▶ **Extract to read**:
In' Honeymoon After Tikrit', there's a more rhythmically expressive sense of purpose, playing with repetition and possibly the popular song lyric:

     Won't you clip my wings & post them home, won't you melt my
          ways, then go out & buy yourself a telephone? Won't you live
          with me & be my love,
          & won't you harvest me & all my pleasures prove?

     Won't you do all this, & more, for me,
          Won't you, darling?

Her mixing of the high literary with the colloquial is also very entertaining, especially when performed live and Emily Critchley is a very fine live reader. Don't miss her if you get the opportunity.


The cover of Christopher Brownsword's Icarus Was Right features an incongruously calm and lush photographic illustration of the said Icarus, either reaching for the sun or possibly falling, just at the moment after the wax has melted and his descent begins - it's hard to be sure. He seems to be clasping a wing and displays an almost ecstatic facial gesture, eyes closed and right arm outstretched vertically. The background texture has the feel of a tapestry in blues, greens and pinks and there are dark blue birds in the top-hand corner of the picture. The book's title is taken from a 'one-off  Dada journal of the same name' and as George Bataille features in the end-notes and seems to 'underwrite' the themes and preoccupations of  Brownsword's work, it's fair to assume that the illustration also refers to his early essay on Picasso, The rotten sun, a critique of the limits of enlightenment thinking which revolves around the theme of Icarus.

▶ **Data section**:
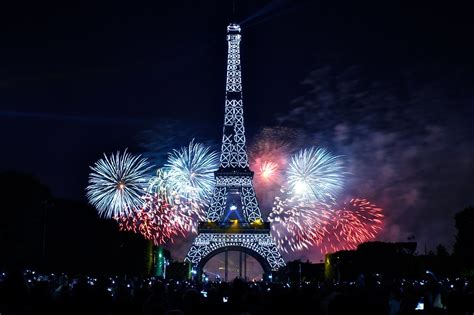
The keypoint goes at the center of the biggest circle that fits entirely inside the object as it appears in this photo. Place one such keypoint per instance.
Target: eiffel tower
(234, 221)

▶ **Task**: Write the next part of the poetry review, starting right after its last sentence. The material plays no part in what you are asked to do.

▶ **Expected answer**:
The book is split into three sections, each titled and each prefaced with what I take to be a sound/visual poem, centred on the page in capital letters. These are too minimalist to be compared to Bob Cobbing but they seem to add to the overall theatrical and ritual resonance of the text, which appears to be an important aspect of this impressive and somewhat disturbing collection. Many of the titles of the poems originate from other texts, including works by Alesteir Crowley, H.P. Lovecraft, Jean Genet, J.G. Ballard, William Burroughs, Clive Barker and A.C. Swinburne, which gives the reader some indication of Brownsword's areas of investigation. So we have an interest in the occult, in magic and in ritual, in dystopia, in surrealism, the visceral and in the extremities of horror and nightmare visions. These preoccupations are allied to a modernist poetics which includes, I'm pretty sure, elements of the cut-up and montage - though these are finely-tuned - with a reduced yet slightly skewed syntax which creates an overall distancing effect and yet adds to the dark ceremony
and power of the work. This isn't late symbolism though, as the techniques are up-front and naked, sceptical perhaps. I'm thinking here of A.C. Evans and perhaps early Andrew Jordan as reference points:

     Bandaged out
    
that's how these things are done

     keep knives in back
     of throats

                                      for unit per capita. Wax
     lymph stream, brine run slowly
     through the column
     (drawn by blotting paper by capillaries). Tallow
     on the quick assemblage; one hand wash
     flame pulled                              down

     on flap of skin, washed timid like gristle
          (from 'Quadrant of Pythonesses')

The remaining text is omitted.